:: Written instruction A ::
Answer these questions from the verb sense induction abstract, giving each answer on its own line marked to match:
(i) Which model does the approach use to cluster verb instances?
(ii) How many distinct senses of the verb "enter" did the system discover?
(iii) Of what is the work described as a simplified variant?

:: Text segment ::
· · · · · · ·

DaDaDa 2016 - Bayesian Semantics: Verb Sense Induction

Abstract

This talk presents research on verb sense induction—the unsupervised discovery of distinct verb meanings from unlabeled text corpora using Bayesian nonparametric clustering methods. The approach employs the Pólya Urn model (mathematically equivalent to the Chinese Restaurant Process) to automatically cluster verb instances based on their syntactic contexts without requiring labeled training data or predetermined sense inventories. The model treats each sentence containing a verb as a data point characterized by slot-word pairs (subject-verb-object dependencies) and uses Gibbs sampling to iteratively assign instances to sense clusters. Each cluster represents a distinct verb sense characterized by a multinomial distribution over slot-word pairs, drawn from a Dirichlet prior. The nonparametric nature of the model allows it to discover an arbitrary number of senses while maintaining a conservative "rich-get-richer" bias against excessive cluster proliferation. Applied to verb instances extracted from a billion web pages, the system discovered 437 distinct senses of the verb "enter," including clearly differentiated meanings such as entering agreements/contracts, joining organizations, and physical entry through doors or into rooms. The results demonstrate both the power of unsupervised semantic learning and its limitations—the model produces fine-grained over-clustering (likely more senses than humans would distinguish) and some noise inherent to MCMC sampling methods. The work represents a simplified variant of Latent Dirichlet Allocation (LDA) adapted for word sense disambiguation, showing how topic modeling machinery applies to semantic clustering when slot-word pairs serve as vocabulary and senses function as topics.

· · · · · · ·

:: Records for processing ::
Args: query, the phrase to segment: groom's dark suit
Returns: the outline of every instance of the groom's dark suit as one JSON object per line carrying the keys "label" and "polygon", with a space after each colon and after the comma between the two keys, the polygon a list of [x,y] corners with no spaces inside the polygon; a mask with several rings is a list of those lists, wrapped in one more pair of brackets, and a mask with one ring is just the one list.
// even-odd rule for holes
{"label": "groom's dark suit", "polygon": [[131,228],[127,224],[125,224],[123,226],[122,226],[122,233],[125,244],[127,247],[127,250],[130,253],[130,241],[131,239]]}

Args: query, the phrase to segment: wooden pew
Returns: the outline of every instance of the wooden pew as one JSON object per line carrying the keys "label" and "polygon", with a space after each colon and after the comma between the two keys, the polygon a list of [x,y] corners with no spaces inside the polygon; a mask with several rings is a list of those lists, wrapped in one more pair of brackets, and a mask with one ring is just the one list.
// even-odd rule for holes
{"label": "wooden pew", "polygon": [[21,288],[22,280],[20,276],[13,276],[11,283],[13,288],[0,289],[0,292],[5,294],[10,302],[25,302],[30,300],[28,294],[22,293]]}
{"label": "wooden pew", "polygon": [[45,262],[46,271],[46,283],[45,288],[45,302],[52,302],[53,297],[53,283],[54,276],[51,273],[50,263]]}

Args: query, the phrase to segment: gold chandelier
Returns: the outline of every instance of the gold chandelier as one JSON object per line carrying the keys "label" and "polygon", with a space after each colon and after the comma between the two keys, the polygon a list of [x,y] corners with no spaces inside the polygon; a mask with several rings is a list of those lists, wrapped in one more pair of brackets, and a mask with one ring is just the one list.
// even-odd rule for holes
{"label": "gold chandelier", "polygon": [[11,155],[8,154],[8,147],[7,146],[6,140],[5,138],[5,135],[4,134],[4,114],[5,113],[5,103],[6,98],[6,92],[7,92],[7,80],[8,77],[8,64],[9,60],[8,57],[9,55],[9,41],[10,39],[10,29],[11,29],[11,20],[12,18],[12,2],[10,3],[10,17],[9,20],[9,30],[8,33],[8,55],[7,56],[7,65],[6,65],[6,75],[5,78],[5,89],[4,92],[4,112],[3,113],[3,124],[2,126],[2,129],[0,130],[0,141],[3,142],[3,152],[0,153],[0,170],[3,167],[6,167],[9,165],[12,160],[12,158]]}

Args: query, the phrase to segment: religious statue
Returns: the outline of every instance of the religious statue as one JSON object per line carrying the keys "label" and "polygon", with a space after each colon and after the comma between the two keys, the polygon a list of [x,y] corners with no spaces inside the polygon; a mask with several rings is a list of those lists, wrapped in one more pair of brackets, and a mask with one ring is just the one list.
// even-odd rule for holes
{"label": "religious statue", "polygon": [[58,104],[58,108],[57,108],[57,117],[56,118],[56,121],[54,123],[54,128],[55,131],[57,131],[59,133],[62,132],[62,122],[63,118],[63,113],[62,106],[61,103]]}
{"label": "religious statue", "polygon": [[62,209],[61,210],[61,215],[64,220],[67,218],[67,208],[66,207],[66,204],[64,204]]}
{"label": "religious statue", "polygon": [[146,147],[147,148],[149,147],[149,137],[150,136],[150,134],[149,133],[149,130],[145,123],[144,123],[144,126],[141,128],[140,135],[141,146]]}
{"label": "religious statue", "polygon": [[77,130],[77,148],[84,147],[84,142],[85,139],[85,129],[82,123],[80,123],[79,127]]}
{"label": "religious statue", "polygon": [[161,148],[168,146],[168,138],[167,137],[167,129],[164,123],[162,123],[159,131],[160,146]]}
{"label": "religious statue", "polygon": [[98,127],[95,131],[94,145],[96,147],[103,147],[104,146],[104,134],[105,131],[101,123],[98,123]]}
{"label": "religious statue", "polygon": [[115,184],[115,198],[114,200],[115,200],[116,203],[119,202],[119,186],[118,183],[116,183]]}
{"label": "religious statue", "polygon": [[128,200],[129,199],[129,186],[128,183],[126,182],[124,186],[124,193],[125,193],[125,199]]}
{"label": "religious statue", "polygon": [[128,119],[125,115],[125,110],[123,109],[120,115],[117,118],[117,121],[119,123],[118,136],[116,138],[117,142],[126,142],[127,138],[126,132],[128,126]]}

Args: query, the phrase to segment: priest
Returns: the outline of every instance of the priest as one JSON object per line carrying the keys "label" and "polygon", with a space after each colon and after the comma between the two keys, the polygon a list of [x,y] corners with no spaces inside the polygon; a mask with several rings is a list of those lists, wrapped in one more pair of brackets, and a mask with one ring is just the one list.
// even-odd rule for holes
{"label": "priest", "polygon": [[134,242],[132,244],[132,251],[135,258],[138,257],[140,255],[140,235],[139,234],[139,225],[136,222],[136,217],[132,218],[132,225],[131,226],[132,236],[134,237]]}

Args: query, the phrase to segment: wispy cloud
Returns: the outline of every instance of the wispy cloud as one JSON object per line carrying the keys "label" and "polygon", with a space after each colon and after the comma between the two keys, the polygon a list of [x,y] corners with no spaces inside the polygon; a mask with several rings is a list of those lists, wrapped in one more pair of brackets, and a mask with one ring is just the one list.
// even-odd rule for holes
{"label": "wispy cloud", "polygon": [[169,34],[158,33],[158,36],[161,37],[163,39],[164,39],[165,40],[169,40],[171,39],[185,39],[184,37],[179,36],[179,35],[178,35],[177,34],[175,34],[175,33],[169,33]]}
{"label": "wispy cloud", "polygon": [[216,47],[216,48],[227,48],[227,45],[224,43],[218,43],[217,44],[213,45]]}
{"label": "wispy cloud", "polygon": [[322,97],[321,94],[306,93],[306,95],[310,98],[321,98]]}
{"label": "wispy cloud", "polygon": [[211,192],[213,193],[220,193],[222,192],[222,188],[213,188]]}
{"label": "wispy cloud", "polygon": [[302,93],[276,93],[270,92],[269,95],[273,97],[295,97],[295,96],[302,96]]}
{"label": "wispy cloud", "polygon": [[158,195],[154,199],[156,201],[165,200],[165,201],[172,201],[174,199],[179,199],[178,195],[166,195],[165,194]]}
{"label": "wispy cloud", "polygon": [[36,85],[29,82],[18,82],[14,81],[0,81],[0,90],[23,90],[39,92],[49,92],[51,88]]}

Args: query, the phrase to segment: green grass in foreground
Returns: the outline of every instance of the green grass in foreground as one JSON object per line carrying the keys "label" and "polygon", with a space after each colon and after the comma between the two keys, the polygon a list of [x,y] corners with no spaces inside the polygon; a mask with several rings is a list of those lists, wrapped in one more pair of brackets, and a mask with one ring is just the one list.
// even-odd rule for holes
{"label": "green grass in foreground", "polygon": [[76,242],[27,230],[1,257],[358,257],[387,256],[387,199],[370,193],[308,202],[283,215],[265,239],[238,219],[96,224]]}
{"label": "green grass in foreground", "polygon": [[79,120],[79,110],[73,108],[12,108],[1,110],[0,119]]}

· · · · · · ·

:: Written instruction B ::
Report how many lines of the listing contain the string "query". Give only the number.

:: Written solution A ::
(i) The Pólya Urn model, which is mathematically equivalent to the Chinese Restaurant Process
(ii) 437
(iii) Latent Dirichlet Allocation (LDA)

:: Written solution B ::
7